◆ **Directions for this task**
Whatever the listing holds, output it without alteration.
"""
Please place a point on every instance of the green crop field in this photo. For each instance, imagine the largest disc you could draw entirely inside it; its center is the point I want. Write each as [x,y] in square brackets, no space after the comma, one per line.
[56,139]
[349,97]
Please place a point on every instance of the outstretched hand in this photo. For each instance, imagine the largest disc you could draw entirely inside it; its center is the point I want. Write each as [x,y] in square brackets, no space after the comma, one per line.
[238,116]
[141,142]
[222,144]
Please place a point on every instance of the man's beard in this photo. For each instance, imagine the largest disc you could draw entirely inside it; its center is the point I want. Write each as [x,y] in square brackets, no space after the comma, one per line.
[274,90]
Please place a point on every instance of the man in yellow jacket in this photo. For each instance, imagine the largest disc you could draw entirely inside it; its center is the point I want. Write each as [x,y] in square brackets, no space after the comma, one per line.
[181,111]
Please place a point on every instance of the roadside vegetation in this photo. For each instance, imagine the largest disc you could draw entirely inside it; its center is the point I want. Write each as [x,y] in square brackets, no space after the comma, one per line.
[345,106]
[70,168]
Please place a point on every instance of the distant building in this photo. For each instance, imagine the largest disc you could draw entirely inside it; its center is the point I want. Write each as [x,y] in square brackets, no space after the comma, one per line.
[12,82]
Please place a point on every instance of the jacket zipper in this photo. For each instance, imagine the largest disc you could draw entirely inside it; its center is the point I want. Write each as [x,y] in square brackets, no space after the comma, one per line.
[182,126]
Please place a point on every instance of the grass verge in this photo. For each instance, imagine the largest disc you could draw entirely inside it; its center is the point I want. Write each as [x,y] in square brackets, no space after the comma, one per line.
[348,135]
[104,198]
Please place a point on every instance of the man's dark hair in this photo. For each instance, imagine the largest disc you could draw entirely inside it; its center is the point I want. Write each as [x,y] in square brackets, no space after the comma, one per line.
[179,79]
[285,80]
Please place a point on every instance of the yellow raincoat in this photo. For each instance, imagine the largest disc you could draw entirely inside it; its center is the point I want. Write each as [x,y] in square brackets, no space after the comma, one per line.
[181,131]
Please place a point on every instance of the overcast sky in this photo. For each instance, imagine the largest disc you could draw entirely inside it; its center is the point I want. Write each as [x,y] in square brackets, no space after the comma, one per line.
"""
◆ **Response to this task**
Please place a point on every instance of the green crop field in this photo. For each instance, imagine the largest disc you could draw entirely inside it; its center is the point I want. Write each as [x,y] in square brackets, no space after the comma, one per line.
[56,139]
[349,97]
Please place a point on every instance of the outstretched hand in this photo. For each instance, imagine the largest disc you could draw entirely inside it; its center is the point I want. Write each as [x,y] in square brackets, no space after the comma, one per line.
[238,116]
[141,142]
[222,144]
Please place a point on every instance of the man's beard in this photo. For each instance, imagine the largest disc you could draw entirely inside it; its center is the point I want. Write each as [x,y] in square brackets, no space after the comma, one per line.
[274,90]
Please place a point on every instance of the man in yellow jacket in this photo. For each instance, imagine the largest disc you could draw entirely inside it; its center is the point I want. Write each as [x,y] in square brackets, no space after the comma, one per line.
[181,111]
Please place a point on every instance of the roadside vegetation in this photo. For each instance, imagine the largest disc you could draw entirely inside it; its center is the point I want. Write each as [x,y] in square brackets, no space after the comma, one per line.
[345,106]
[70,168]
Please place a point on every instance of the distant building in this photo. For each instance, imagine the largest disc you could draw entirely inside it; its center is the point I want. Write each as [x,y] in square brackets, no space after the comma, one per line.
[12,82]
Please place a point on every instance of the jacket zipper in this photo. For each instance, imagine the largest disc you could draw entirely inside it; its center is the point I want. Write each as [x,y] in square brackets, no space after the comma, one per line.
[182,126]
Please place a point on every instance of the grass verge in this photo. For each instance, imagine the largest disc you could draw entirely inside it; its center is the point I want. Write each as [x,y] in square brackets, no space after the comma, one per line.
[348,135]
[104,198]
Please place a point on every instance of the man's dark hair in this photo. For each instance, imagine the largest disc you could draw entirely inside it; its center is the point I want. Write each as [x,y] in square brackets, no space after the comma, one per line.
[179,79]
[285,80]
Please place a point on every instance of the yellow raincoat in this photo. For each instance, imagine the largest disc you could draw entirely inside it; its center is the point I want. Write each as [x,y] in square brackets, no space after the comma, one per line.
[181,131]
Please place a point on every instance of the overcast sky in this photo. For each instance, imagine the largest disc you could draw entirely inside it; its center is the point I want. Write each as [x,y] in square brackets, no space after the comma, one per line.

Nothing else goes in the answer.